> _EXERCISE OBJECTIVE_
Edit the text on the Great Bombard between "If all seven" and "celebration of independence.", inclusive, replacing "Great Bombard" with "Grand Cannon".

____ GIVEN TEXT

If all seven fight you at once (each has their own colour), something of their ancient dignity returns, and each receives an extra attack and an extra HD for the fight. 


The Great Bombard

The Great Bombard is an enormous iron siege cannon, a relic of the long Rantine supremacy in siegecraft. It was once a wonder and terror of the whole world, and the Rantines used its fearsome reputation to force the surrender of competitor cities without spending the lives of their soldiers. The cannon and rockets of the White City have long since outstripped those of the Rantine (indeed the Imperial models are based on the expertise of their ancient foes), but the Great Bombard is still fired once a year, in celebration of independence. 

The iron chasis is nearly three times the size of the buildings that surround it. They don't make shells for it any more, but if you could find something to load it with, and sufficient powder, you could fire iron shot to a range of three hexes distant, with good accuracy.

________
____ RECORDS SHOWN

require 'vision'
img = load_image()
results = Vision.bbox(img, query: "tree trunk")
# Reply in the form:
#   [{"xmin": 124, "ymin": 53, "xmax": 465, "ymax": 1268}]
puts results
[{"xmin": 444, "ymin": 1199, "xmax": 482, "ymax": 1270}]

________

> _WRITTEN ANSWER_
If all seven fight you at once (each has their own colour), something of their ancient dignity returns, and each receives an extra attack and an extra HD for the fight. 


The Grand Cannon

The Grand Cannon is an enormous iron siege cannon, a relic of the long Rantine supremacy in siegecraft. It was once a wonder and terror of the whole world, and the Rantines used its fearsome reputation to force the surrender of competitor cities without spending the lives of their soldiers. The cannon and rockets of the White City have long since outstripped those of the Rantine (indeed the Imperial models are based on the expertise of their ancient foes), but the Grand Cannon is still fired once a year, in celebration of independence.